▶ _Aufgabenstellung_:
Bitte gib die folgenden Zeilen als nummerierte Liste wieder und lass dabei leere Zeilen weg.

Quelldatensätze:
___

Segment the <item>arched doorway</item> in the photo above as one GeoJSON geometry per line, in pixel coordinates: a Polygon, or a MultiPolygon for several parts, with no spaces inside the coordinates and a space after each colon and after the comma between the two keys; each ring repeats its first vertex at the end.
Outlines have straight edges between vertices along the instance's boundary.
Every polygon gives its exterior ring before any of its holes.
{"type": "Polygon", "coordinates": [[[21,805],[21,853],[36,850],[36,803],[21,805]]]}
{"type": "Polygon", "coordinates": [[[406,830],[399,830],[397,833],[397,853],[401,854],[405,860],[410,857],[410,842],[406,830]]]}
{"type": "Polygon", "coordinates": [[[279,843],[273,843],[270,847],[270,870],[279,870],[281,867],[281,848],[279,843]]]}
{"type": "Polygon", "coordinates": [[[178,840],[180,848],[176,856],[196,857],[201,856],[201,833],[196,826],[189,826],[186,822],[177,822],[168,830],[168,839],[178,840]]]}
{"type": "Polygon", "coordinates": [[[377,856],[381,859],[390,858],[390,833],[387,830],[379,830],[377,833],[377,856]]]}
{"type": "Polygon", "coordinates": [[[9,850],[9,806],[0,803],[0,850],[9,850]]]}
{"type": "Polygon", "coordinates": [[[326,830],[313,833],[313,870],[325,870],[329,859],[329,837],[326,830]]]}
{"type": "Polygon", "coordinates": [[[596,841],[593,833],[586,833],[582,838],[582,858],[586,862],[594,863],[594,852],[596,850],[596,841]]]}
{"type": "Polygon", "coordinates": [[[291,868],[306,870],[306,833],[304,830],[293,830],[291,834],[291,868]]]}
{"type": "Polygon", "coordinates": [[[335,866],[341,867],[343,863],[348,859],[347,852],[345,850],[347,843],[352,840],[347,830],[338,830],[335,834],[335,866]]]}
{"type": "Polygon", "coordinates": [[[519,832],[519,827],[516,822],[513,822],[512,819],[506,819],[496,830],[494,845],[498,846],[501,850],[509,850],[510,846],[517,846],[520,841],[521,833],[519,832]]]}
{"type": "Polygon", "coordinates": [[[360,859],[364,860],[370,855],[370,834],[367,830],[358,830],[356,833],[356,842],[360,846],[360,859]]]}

___

▶ _Vollständige Lösung_:
1. Segment the <item>arched doorway</item> in the photo above as one GeoJSON geometry per line, in pixel coordinates: a Polygon, or a MultiPolygon for several parts, with no spaces inside the coordinates and a space after each colon and after the comma between the two keys; each ring repeats its first vertex at the end.
2. Outlines have straight edges between vertices along the instance's boundary.
3. Every polygon gives its exterior ring before any of its holes.
4. {"type": "Polygon", "coordinates": [[[21,805],[21,853],[36,850],[36,803],[21,805]]]}
5. {"type": "Polygon", "coordinates": [[[406,830],[399,830],[397,833],[397,853],[401,854],[405,860],[410,857],[410,842],[406,830]]]}
6. {"type": "Polygon", "coordinates": [[[279,843],[273,843],[270,847],[270,870],[279,870],[281,867],[281,848],[279,843]]]}
7. {"type": "Polygon", "coordinates": [[[178,840],[180,848],[176,856],[196,857],[201,856],[201,833],[196,826],[189,826],[186,822],[177,822],[168,830],[168,839],[178,840]]]}
8. {"type": "Polygon", "coordinates": [[[377,856],[381,859],[390,858],[390,833],[387,830],[379,830],[377,833],[377,856]]]}
9. {"type": "Polygon", "coordinates": [[[9,850],[9,806],[0,803],[0,850],[9,850]]]}
10. {"type": "Polygon", "coordinates": [[[326,830],[313,833],[313,870],[325,870],[329,859],[329,837],[326,830]]]}
11. {"type": "Polygon", "coordinates": [[[596,841],[593,833],[586,833],[582,838],[582,858],[586,862],[594,863],[594,852],[596,850],[596,841]]]}
12. {"type": "Polygon", "coordinates": [[[291,868],[306,870],[306,833],[304,830],[293,830],[291,834],[291,868]]]}
13. {"type": "Polygon", "coordinates": [[[335,866],[341,867],[343,863],[348,859],[347,852],[345,850],[347,843],[352,840],[347,830],[338,830],[335,834],[335,866]]]}
14. {"type": "Polygon", "coordinates": [[[519,832],[519,827],[516,822],[513,822],[512,819],[506,819],[496,830],[494,845],[498,846],[501,850],[509,850],[510,846],[517,846],[520,841],[521,833],[519,832]]]}
15. {"type": "Polygon", "coordinates": [[[360,859],[364,860],[370,855],[370,834],[367,830],[358,830],[356,833],[356,842],[360,846],[360,859]]]}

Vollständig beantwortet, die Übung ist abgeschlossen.